<<<<

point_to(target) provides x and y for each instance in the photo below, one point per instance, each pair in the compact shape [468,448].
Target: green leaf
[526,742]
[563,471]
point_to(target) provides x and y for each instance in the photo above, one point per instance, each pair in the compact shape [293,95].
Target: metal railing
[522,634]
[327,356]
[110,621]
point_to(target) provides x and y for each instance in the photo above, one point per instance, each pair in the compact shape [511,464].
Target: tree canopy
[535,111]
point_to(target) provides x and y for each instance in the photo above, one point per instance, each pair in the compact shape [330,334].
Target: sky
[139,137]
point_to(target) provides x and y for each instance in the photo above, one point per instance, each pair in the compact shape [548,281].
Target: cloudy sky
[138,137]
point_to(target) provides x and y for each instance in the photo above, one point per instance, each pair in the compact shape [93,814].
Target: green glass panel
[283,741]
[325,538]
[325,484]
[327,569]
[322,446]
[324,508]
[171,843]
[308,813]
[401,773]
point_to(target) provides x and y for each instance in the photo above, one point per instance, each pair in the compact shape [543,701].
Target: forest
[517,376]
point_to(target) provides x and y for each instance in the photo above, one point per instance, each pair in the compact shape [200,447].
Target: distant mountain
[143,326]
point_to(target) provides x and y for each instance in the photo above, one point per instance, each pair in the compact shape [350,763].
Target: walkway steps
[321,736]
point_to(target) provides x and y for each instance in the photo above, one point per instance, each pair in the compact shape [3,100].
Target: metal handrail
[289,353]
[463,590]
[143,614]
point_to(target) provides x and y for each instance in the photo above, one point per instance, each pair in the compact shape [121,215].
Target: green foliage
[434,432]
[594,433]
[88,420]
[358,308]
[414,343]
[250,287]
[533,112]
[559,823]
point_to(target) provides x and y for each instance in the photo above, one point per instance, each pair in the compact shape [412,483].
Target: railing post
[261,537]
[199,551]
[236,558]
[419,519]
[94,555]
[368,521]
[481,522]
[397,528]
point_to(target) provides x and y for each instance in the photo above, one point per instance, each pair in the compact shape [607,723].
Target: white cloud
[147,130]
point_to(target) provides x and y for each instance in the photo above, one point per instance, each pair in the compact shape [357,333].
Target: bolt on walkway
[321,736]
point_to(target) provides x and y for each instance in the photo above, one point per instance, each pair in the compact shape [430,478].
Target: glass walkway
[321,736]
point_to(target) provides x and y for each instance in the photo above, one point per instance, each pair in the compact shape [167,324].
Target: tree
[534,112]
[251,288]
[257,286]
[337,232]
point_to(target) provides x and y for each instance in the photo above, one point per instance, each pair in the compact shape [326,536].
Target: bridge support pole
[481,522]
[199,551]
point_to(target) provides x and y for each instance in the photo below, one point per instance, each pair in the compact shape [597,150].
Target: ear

>>>>

What is needed
Copy every line above verbatim, without any changes.

The result
point_to(target) provides x and y for each instance in the photo below, one point per instance, each pair in the compact shape [468,448].
Target: green leaf
[526,742]
[563,471]
point_to(target) provides x and y for each instance in the photo above, one point per instance, each pair in the compact shape [293,95].
Target: metal railing
[522,634]
[327,356]
[110,621]
point_to(target) provides x and y for each instance in the photo above, one point per instance, each pair in the compact shape [511,464].
Target: tree canopy
[535,111]
point_to(target) provides x and y for each instance in the photo above, one point per instance, each pair in the compact shape [330,334].
Target: sky
[139,137]
point_to(target) provides x and y for each instance in the photo above, one point per instance, each pair in the compact shape [548,281].
Target: cloudy sky
[138,137]
point_to(target) provides x and y for each instance in the photo above, one point per instance, each pair in the compact shape [93,814].
Target: green glass panel
[283,741]
[325,538]
[325,484]
[327,569]
[322,446]
[324,508]
[171,843]
[308,813]
[401,773]
point_to(target) provides x and y for each instance in the photo above, one point per instance, each pair in the compact shape [543,701].
Target: forest
[517,376]
point_to(target) provides x and y for each instance in the photo above, one point per instance, each pair in the compact shape [200,447].
Target: distant mountain
[143,326]
point_to(target) provides x and y for each instance in the photo above, one point per instance, each pair in the compact shape [350,763].
Target: walkway steps
[321,736]
point_to(target) provides x and y for each instance in the photo above, one point per instance, each pair in the compact shape [3,100].
Target: metal handrail
[289,353]
[463,590]
[143,614]
point_to(target) provides x and y for each instance in the photo above, one point per instance, each pair in the compact shape [121,215].
Target: green foliage
[434,432]
[594,433]
[88,420]
[358,308]
[414,343]
[250,287]
[533,112]
[559,823]
point_to(target) provides x and y for each instance in the photo above, one point per instance, each pair in the compact shape [412,483].
Target: railing post
[261,537]
[199,551]
[236,558]
[419,519]
[94,555]
[368,521]
[481,522]
[397,528]
point_to(target) provides x and y for each instance in the photo above, one point per instance, each pair in the compact shape [607,723].
Target: white cloud
[147,130]
point_to(target) provides x and y for each instance in the photo above, one point per instance, each pair in the compact shape [357,333].
Target: bolt on walkway
[321,736]
point_to(target) provides x and y for each instance in the photo above, one point per instance, each pair in the compact shape [430,478].
Target: glass walkway
[321,736]
point_to(target) provides x and y for each instance in the photo above, one point per instance, each pair in the compact shape [167,324].
Target: tree
[534,112]
[251,288]
[257,286]
[337,232]
point_to(target) provides x and y for each instance in the photo above, one point per instance, each pair in the compact shape [326,536].
Target: bridge support pole
[481,522]
[199,551]
point_to(target) provides x and y for each instance in the photo below, one point per instance, each pair in the compact shape [597,150].
Target: ear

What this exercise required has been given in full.